* Task goal *
Could each entry below be written out exactly, with every picture dropped?

━━ Source records

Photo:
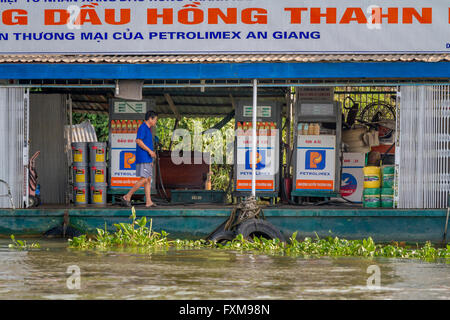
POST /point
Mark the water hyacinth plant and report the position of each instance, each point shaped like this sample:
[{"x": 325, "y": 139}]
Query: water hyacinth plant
[
  {"x": 138, "y": 235},
  {"x": 22, "y": 245},
  {"x": 134, "y": 234}
]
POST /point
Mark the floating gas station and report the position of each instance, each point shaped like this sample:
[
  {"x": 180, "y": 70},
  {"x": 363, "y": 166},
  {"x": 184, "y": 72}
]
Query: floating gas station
[{"x": 346, "y": 122}]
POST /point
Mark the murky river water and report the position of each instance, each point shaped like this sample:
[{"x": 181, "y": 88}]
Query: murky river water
[{"x": 210, "y": 274}]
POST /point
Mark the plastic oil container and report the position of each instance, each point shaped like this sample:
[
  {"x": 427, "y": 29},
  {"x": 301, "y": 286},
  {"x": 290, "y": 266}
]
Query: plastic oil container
[
  {"x": 387, "y": 197},
  {"x": 80, "y": 152},
  {"x": 372, "y": 177},
  {"x": 371, "y": 198},
  {"x": 387, "y": 176},
  {"x": 98, "y": 173},
  {"x": 80, "y": 194},
  {"x": 97, "y": 152},
  {"x": 80, "y": 173},
  {"x": 98, "y": 194}
]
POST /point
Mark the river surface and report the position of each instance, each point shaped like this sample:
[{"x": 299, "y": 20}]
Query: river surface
[{"x": 210, "y": 274}]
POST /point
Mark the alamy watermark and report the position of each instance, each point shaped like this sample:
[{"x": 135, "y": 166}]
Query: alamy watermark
[
  {"x": 73, "y": 282},
  {"x": 374, "y": 281}
]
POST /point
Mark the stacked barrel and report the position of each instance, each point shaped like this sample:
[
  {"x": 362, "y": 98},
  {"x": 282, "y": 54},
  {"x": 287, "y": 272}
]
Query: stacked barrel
[
  {"x": 89, "y": 173},
  {"x": 372, "y": 183},
  {"x": 387, "y": 191},
  {"x": 80, "y": 173}
]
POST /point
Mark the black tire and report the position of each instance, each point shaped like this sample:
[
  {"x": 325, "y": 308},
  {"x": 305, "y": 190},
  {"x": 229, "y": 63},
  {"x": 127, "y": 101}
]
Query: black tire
[
  {"x": 223, "y": 236},
  {"x": 32, "y": 201},
  {"x": 57, "y": 232},
  {"x": 259, "y": 228}
]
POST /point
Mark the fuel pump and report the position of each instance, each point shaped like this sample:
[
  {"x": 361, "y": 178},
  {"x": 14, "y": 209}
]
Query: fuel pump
[
  {"x": 268, "y": 148},
  {"x": 125, "y": 117},
  {"x": 317, "y": 153}
]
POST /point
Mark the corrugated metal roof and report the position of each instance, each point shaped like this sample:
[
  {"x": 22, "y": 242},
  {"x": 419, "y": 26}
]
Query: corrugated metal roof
[{"x": 222, "y": 58}]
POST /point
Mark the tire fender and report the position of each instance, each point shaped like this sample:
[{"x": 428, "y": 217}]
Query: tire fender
[{"x": 252, "y": 227}]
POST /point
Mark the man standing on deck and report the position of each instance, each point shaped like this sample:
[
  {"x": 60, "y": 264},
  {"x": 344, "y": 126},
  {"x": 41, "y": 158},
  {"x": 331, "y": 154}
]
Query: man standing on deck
[{"x": 144, "y": 159}]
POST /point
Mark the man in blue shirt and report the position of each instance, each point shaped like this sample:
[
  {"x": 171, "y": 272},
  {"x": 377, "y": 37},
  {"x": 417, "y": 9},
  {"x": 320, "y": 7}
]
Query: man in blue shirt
[{"x": 144, "y": 159}]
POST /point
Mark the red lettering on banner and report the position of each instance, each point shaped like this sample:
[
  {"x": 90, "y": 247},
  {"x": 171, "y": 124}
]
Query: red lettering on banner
[{"x": 14, "y": 17}]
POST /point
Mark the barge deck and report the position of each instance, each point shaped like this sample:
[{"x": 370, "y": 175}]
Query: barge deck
[{"x": 197, "y": 221}]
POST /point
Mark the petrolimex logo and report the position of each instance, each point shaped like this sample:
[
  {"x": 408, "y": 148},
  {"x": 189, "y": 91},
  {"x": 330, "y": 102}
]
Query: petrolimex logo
[
  {"x": 260, "y": 160},
  {"x": 127, "y": 160},
  {"x": 315, "y": 159}
]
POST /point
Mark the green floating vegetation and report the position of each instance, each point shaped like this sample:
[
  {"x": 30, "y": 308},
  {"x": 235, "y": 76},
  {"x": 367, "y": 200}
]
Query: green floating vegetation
[
  {"x": 22, "y": 245},
  {"x": 135, "y": 234},
  {"x": 138, "y": 235}
]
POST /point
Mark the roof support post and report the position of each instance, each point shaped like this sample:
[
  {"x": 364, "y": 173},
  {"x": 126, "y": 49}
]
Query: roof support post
[
  {"x": 172, "y": 106},
  {"x": 253, "y": 152}
]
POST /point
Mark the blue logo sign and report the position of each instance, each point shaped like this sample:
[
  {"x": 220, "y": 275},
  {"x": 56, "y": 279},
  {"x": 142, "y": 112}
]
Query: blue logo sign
[
  {"x": 260, "y": 159},
  {"x": 127, "y": 160},
  {"x": 315, "y": 159},
  {"x": 349, "y": 184}
]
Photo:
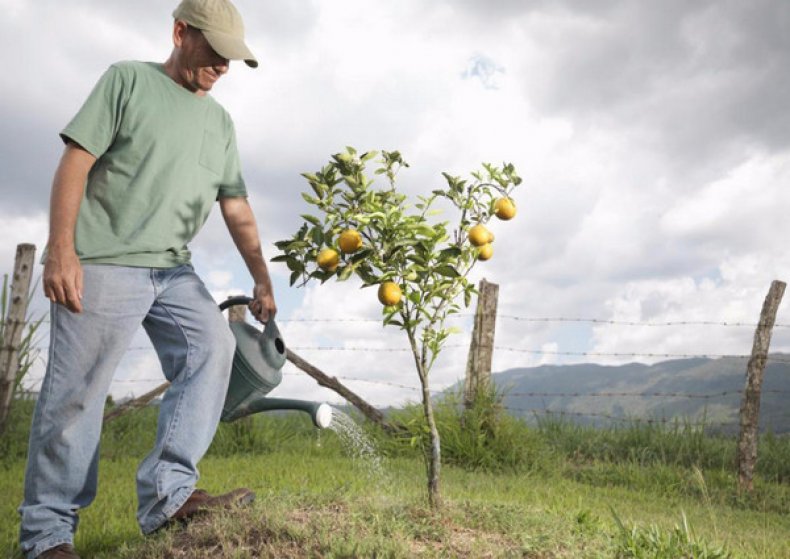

━━━━

* Output of the task *
Photo:
POST /point
Mark the water hyacinth plant and report the position of each instance, each point shaped like this sample:
[{"x": 325, "y": 139}]
Query: water hyacinth plant
[
  {"x": 138, "y": 235},
  {"x": 22, "y": 245},
  {"x": 134, "y": 234}
]
POST /point
Mark the floating gas station and report the position of each instance, each point shaped like this sample:
[
  {"x": 180, "y": 70},
  {"x": 363, "y": 166},
  {"x": 184, "y": 72}
]
Query: floating gas station
[{"x": 346, "y": 122}]
POST /point
Mark the murky river water and report the position of each instance, each point shaped like this sample:
[{"x": 181, "y": 88}]
Query: murky river water
[{"x": 210, "y": 274}]
POST /point
Mark the plastic oil container and report the position of each instance, each point shaped like this sample:
[
  {"x": 427, "y": 29},
  {"x": 301, "y": 286},
  {"x": 290, "y": 266}
]
Query: plastic oil container
[
  {"x": 387, "y": 197},
  {"x": 80, "y": 152},
  {"x": 372, "y": 177},
  {"x": 371, "y": 198},
  {"x": 387, "y": 176},
  {"x": 98, "y": 173},
  {"x": 80, "y": 194},
  {"x": 97, "y": 152},
  {"x": 80, "y": 173},
  {"x": 98, "y": 194}
]
POST /point
Mark the river surface and report the position of each instance, each point shaped like this sample:
[{"x": 299, "y": 20}]
Query: river surface
[{"x": 210, "y": 274}]
POST /point
Mark the alamy watermark and report the position of each instance, each point shaped like this sample:
[{"x": 135, "y": 166}]
Query: alamy watermark
[
  {"x": 73, "y": 282},
  {"x": 374, "y": 281}
]
POST /point
Mark the stacked barrel and report the position of each instance, each point shaped like this sample:
[
  {"x": 362, "y": 98},
  {"x": 282, "y": 54},
  {"x": 287, "y": 272}
]
Query: stacked barrel
[
  {"x": 89, "y": 173},
  {"x": 372, "y": 183},
  {"x": 387, "y": 191},
  {"x": 80, "y": 173}
]
POST /point
Mark the black tire and report the position of each instance, each point shaped like this sample:
[
  {"x": 325, "y": 308},
  {"x": 305, "y": 190},
  {"x": 229, "y": 63},
  {"x": 127, "y": 101}
]
Query: black tire
[
  {"x": 223, "y": 236},
  {"x": 32, "y": 201},
  {"x": 57, "y": 232},
  {"x": 259, "y": 228}
]
POST /point
Mark the fuel pump and report the position of each instance, each point shaped like this sample:
[
  {"x": 361, "y": 178},
  {"x": 14, "y": 209}
]
Query: fuel pump
[
  {"x": 268, "y": 148},
  {"x": 125, "y": 117},
  {"x": 317, "y": 153}
]
POST /point
Mark the corrugated metal roof and report the position of each instance, each point shaped like this sample:
[
  {"x": 22, "y": 242},
  {"x": 419, "y": 26}
]
Query: corrugated metal roof
[{"x": 222, "y": 58}]
POST /point
Mark the tire fender and report the position of each instance, each point shaped like this sample:
[{"x": 428, "y": 217}]
Query: tire fender
[{"x": 252, "y": 227}]
POST /point
Mark the man standing on deck and report the position of each instance, each point shaped like this sample:
[
  {"x": 60, "y": 264},
  {"x": 344, "y": 126},
  {"x": 41, "y": 158},
  {"x": 331, "y": 154}
]
Query: man standing on deck
[{"x": 144, "y": 159}]
POST /point
Mark the man in blue shirt and report the position of each instance, each point shaped like this sample:
[
  {"x": 171, "y": 272},
  {"x": 377, "y": 37},
  {"x": 417, "y": 9},
  {"x": 320, "y": 7}
]
Query: man in blue shirt
[{"x": 144, "y": 159}]
POST /point
Mark the red lettering on banner and report the position of each instance, each point shaped like this sample:
[
  {"x": 90, "y": 247},
  {"x": 171, "y": 124}
]
Query: red lettering on banner
[{"x": 14, "y": 17}]
POST /point
Mark the barge deck and report the position of each instance, each point shaped like this sample:
[{"x": 370, "y": 175}]
Query: barge deck
[{"x": 197, "y": 221}]
POST /point
Mark the petrolimex logo and report the position of each instance, each point shaped like this sample:
[
  {"x": 408, "y": 148},
  {"x": 189, "y": 91},
  {"x": 330, "y": 102}
]
Query: petrolimex logo
[
  {"x": 260, "y": 160},
  {"x": 127, "y": 160},
  {"x": 315, "y": 159}
]
POST /point
Mark the green floating vegetation and report the position of each instance, each point shaped like this sample:
[
  {"x": 30, "y": 308},
  {"x": 235, "y": 76},
  {"x": 367, "y": 200}
]
Query: green floating vegetation
[
  {"x": 22, "y": 245},
  {"x": 135, "y": 234},
  {"x": 138, "y": 235}
]
POST /point
Mark the roof support post and report the position of each instance, each point shaped like this sample:
[
  {"x": 364, "y": 173},
  {"x": 126, "y": 49}
]
Query: roof support post
[
  {"x": 172, "y": 106},
  {"x": 253, "y": 152}
]
POST /point
Mark the blue logo sign and report the position of each instance, each point shaped like this sample:
[
  {"x": 220, "y": 275},
  {"x": 56, "y": 279},
  {"x": 142, "y": 112}
]
Query: blue logo sign
[
  {"x": 260, "y": 159},
  {"x": 127, "y": 160},
  {"x": 315, "y": 159},
  {"x": 349, "y": 184}
]
Photo:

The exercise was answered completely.